— Dataset records —
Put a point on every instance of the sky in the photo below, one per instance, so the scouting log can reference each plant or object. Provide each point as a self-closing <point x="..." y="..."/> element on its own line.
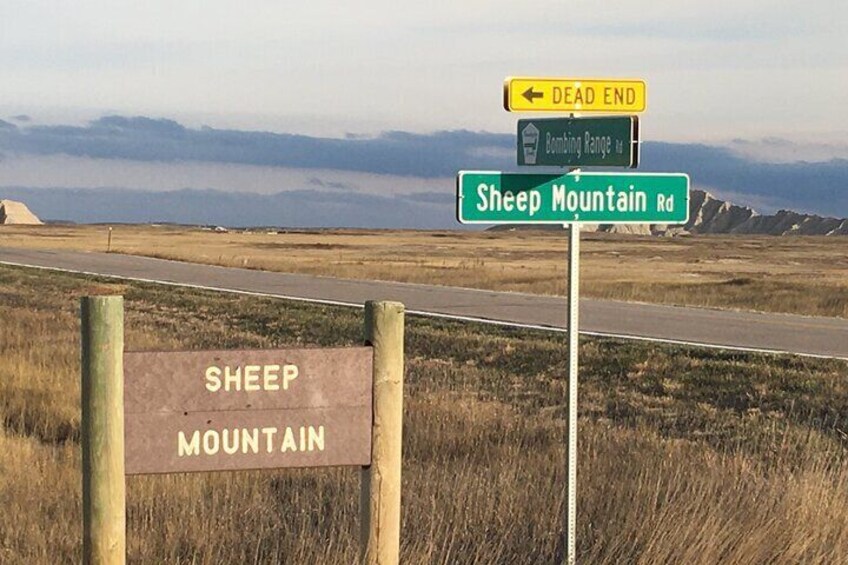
<point x="715" y="70"/>
<point x="764" y="80"/>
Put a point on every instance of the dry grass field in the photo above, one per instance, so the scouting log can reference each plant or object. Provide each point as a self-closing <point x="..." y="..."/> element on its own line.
<point x="803" y="275"/>
<point x="686" y="455"/>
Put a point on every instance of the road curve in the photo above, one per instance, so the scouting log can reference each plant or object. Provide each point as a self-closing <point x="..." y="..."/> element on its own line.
<point x="784" y="333"/>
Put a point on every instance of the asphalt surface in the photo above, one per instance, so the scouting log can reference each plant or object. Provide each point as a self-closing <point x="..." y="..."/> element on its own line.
<point x="817" y="336"/>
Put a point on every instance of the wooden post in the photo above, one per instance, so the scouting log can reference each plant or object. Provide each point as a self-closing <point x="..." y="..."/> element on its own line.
<point x="380" y="482"/>
<point x="103" y="482"/>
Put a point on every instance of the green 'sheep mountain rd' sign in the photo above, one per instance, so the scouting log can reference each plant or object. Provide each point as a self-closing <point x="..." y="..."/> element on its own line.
<point x="604" y="198"/>
<point x="577" y="142"/>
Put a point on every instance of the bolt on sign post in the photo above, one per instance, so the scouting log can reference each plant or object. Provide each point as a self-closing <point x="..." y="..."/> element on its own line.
<point x="194" y="411"/>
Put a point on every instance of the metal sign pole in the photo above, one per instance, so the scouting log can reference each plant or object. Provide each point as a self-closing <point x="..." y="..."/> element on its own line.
<point x="571" y="443"/>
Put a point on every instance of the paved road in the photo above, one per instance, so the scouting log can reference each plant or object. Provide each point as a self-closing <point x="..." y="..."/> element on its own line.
<point x="733" y="330"/>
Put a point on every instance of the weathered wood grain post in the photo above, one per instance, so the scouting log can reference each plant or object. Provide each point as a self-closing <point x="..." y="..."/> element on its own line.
<point x="103" y="483"/>
<point x="381" y="481"/>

— Instruction —
Reproduce all of the material above word for word, leaving out the picture.

— The solution —
Put a point on every instance of the sky in the photo below, one per instance, so the scouting log can reference each plant or object. Provide each point as a self-closing <point x="..." y="..."/> element on its own line.
<point x="715" y="70"/>
<point x="764" y="80"/>
Put a point on every instance of the dry grass field in the photo above, one per instance, so the scouting log can reference each plant or object. Provide each point as a self-closing <point x="..." y="..."/> element on its own line.
<point x="803" y="275"/>
<point x="686" y="455"/>
Put a point on every instance of the road curve in the photo above, one per instance, so the scouting log can reference each plant or object. Provide each point as a self-closing <point x="..." y="..."/> element on its own line.
<point x="784" y="333"/>
Put a point on every instance of the asphalt surface in the photo above, one per instance, so the scouting log can reference each plant or object. Provide each point as a self-closing <point x="..." y="..."/> element on its own line.
<point x="817" y="336"/>
Put a point on every instance of the wooden post in the photo above, one per instance, so the scouting log can reference each plant or object. Provide each point as a self-closing <point x="..." y="..."/> element on its own line.
<point x="380" y="482"/>
<point x="103" y="482"/>
Put a point on every instance of the green 'sheep mountain rd' sign in the photo above, one per instance, so the scouting log can reference each plant or object. Provide each point as a self-closing <point x="..." y="..."/> element on its own line.
<point x="604" y="198"/>
<point x="577" y="142"/>
Put a point on every instance of the bolt on sign post in the photo above, one per instance, so the scouting log can reference each plant or object. Provide each point as a self-closing <point x="..." y="..."/> element on its own line.
<point x="194" y="411"/>
Put a point on every instance of the metal sign pole in the photo above, one per instance, so the scouting log can reference each plant or object. Provide each point as a self-closing <point x="..." y="..."/> element on its own line.
<point x="571" y="443"/>
Put a point on every instance of the paved road in the photo above, one per instance, so the scouting log can reference each plant or object. Provide each point as a self-closing <point x="..." y="..."/> element on its own line.
<point x="733" y="330"/>
Put a point on every instance of the weathered wood grain post in the photo above, one per instance, so the scouting log can reference each plant or object. Provide each point as a self-closing <point x="..." y="..."/> element on its own line.
<point x="103" y="483"/>
<point x="381" y="481"/>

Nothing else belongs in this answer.